** À faire **
A: Reproduisez à l'identique le passage de l'extrait sur Jean-Luc Delarue qui va de « Dans l'émission culte, programmée » jusqu'à « de Faustine Bollaert. ».
B: Indiquez, pour chacune des affirmations suivantes, si elle concorde avec l'extrait sur Jean-Luc Delarue, en répondant par oui ou par non et en citant les mots décisifs du texte : (i) Reservoir Prod a été fondée en 1994 ; (ii) « Ca se discute » était diffusée le mercredi en première partie de soirée ; (iii) « C'est mon choix » était présenté par Jean-Luc Delarue.

** Extrait **
================================

Au-delà des circonstances exceptionnelles dans lesquelles sa carrière s'est brutalement arrêtée, si le présentateur de "Ca se discute" (1994-2009) a marqué l'histoire de la télé, il le doit surtout à un esprit créatif, une capacité d'adaptation et à un sens aiguisé de la formule. Le présentateur, également producteur de nombreux formats avec sa boîte Reservoir Prod créée en 1994, fourmille ainsi d'idées pour ses émissions - de l'ordre de l'éditorial comme de l'image - qui ont changé la télé de l'époque, au point que certaines de ses trouvailles subsistent encore dans le petit écran aujourd'hui.
Jean-Luc Delarue sur un plateau était notamment indissociable de son oreillette. En juin 2004, rapportait "Libération" à l'époque, l'animateur a expliqué qu'il avait fait le choix de porter une oreillette visible sur le plateau de "Ca se discute" sur France 2 afin de signifier aux téléspectateurs qu'une émission est "un travail d'équipe qui ne repose pas seulement sur les épaules d'un animateur".
Dans l'émission culte, programmée le mercredi en deuxième partie de soirée, Stéphanie Guérin était celle qui murmurait à l'oreille de l'animateur. "Être son oreillette, c'était une espèce de graal", a-t-elle avancé ce mois-ci à "Télé Star". Je devenais la confidente, la psy, l'infirmière... Je le nourrissais d'anecdotes sur les invités et quand il a été en proie à ses addictions, je me suis chargée de l'alerter lorsqu'il transpirait ou que son débit devenait incompréhensible", a raconté celle qui anticipe aujourd'hui, dans le même rôle, les demandes de Faustine Bollaert.
"Ca commence aujourd'hui", le programme testimonial que l'ancienne complice de Michel Drucker dans le canapé rouge de "Vivement dimanche" anime chaque après-midi après le journal de "13 Heures" de France 2, est d'ailleurs un concept hérité des années Delarue, ponctuées de programmes allant de "C'est mon choix", présenté par Evelyne Thomas et qu'il a produit sur France 3 entre 1999 et 2004 à "Toute une histoire", qu'il a présenté à la même heure de 2006 à 2010 sur France 2, en passant évidemment par "Jour près jour" et "Ca se discute".
Dans son ouvrage "La star qui ne s'aimait pas" (éditions Fayard), paru en 2018, Vincent Meslet, pointure des médias, raconte, comment en coulisses Jean-Luc Delarue a fait évoluer la marque "Ca se discute", l'une de celles qui contribuera à l'accroissement de sa popularité. Lors de la première saison de l'émission, en 1994-1995, "les audiences ne décollent pas alors l'équipe (Reservoir Prod) travaille à des changements plus radicaux pour la saison suivante", relate l'auteur.

================================

(Extraits de jeu de données de pointage)
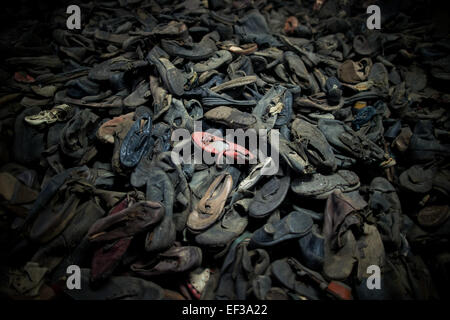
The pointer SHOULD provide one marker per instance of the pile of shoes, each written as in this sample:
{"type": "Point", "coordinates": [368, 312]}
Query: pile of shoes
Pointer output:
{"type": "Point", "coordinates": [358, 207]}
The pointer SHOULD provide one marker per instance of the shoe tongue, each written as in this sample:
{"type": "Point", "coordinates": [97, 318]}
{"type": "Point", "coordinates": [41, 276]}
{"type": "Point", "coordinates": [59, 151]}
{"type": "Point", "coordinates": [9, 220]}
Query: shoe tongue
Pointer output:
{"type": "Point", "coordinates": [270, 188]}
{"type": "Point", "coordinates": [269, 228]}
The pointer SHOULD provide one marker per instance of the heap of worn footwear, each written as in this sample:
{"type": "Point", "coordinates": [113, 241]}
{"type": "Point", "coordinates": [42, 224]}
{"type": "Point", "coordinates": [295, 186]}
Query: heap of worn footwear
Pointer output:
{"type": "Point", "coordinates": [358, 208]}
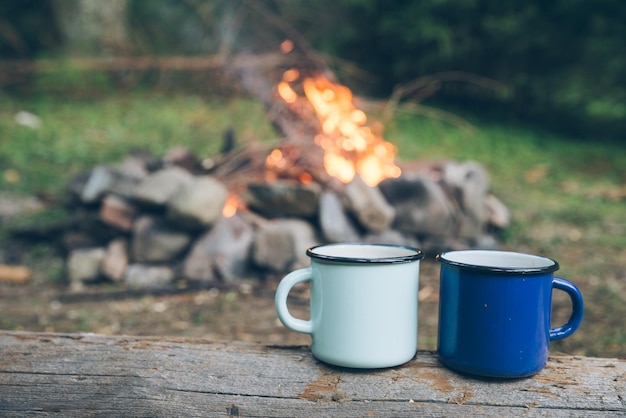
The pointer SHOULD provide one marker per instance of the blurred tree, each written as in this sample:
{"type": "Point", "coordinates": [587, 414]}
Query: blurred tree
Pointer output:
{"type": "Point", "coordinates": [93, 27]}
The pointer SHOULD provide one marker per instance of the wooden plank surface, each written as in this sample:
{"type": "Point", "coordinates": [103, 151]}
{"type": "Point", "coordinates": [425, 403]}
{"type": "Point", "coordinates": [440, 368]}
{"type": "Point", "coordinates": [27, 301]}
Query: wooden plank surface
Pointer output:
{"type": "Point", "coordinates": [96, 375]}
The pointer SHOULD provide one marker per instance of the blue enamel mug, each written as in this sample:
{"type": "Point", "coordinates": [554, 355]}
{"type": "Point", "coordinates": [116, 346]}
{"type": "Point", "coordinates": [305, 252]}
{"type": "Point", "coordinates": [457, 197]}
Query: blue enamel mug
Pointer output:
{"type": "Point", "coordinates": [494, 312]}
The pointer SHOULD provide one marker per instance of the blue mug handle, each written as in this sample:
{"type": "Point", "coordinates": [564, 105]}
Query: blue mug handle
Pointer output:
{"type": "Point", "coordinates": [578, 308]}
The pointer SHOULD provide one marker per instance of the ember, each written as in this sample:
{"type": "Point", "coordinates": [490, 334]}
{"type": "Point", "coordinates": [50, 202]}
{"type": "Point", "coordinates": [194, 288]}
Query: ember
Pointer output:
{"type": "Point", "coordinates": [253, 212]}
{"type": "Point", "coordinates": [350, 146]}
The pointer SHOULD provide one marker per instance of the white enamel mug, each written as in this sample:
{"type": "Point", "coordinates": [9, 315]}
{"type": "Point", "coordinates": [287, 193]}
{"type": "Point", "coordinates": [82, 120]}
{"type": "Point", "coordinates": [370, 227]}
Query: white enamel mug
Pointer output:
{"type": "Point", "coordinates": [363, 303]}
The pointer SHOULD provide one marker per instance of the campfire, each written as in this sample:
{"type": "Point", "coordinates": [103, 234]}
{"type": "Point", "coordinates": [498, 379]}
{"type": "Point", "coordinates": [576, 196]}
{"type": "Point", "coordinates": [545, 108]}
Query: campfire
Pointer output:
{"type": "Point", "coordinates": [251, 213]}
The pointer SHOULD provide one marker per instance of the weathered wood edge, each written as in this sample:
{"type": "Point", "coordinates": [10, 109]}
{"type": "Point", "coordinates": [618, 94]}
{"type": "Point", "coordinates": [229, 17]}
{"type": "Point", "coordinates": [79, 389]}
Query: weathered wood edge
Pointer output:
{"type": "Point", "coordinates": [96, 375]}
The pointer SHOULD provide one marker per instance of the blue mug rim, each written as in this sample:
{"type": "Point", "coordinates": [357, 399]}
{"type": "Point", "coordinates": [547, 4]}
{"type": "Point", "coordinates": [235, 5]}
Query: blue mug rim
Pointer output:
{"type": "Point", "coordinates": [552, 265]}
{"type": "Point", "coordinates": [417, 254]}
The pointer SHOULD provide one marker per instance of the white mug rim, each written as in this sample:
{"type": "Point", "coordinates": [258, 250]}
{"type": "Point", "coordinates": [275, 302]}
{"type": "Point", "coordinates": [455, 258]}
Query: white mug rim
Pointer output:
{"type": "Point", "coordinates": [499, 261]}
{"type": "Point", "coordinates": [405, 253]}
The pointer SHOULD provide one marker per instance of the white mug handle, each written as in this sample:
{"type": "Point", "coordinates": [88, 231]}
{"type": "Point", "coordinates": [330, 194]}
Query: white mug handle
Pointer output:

================================

** Réponses attendues **
A:
Dans l'émission culte, programmée le mercredi en deuxième partie de soirée, Stéphanie Guérin était celle qui murmurait à l'oreille de l'animateur. "Être son oreillette, c'était une espèce de graal", a-t-elle avancé ce mois-ci à "Télé Star". Je devenais la confidente, la psy, l'infirmière... Je le nourrissais d'anecdotes sur les invités et quand il a été en proie à ses addictions, je me suis chargée de l'alerter lorsqu'il transpirait ou que son débit devenait incompréhensible", a raconté celle qui anticipe aujourd'hui, dans le même rôle, les demandes de Faustine Bollaert.

B:
(i) Oui : « sa boîte Reservoir Prod créée en 1994 »
(ii) Non : « programmée le mercredi en deuxième partie de soirée »
(iii) Non : « présenté par Evelyne Thomas »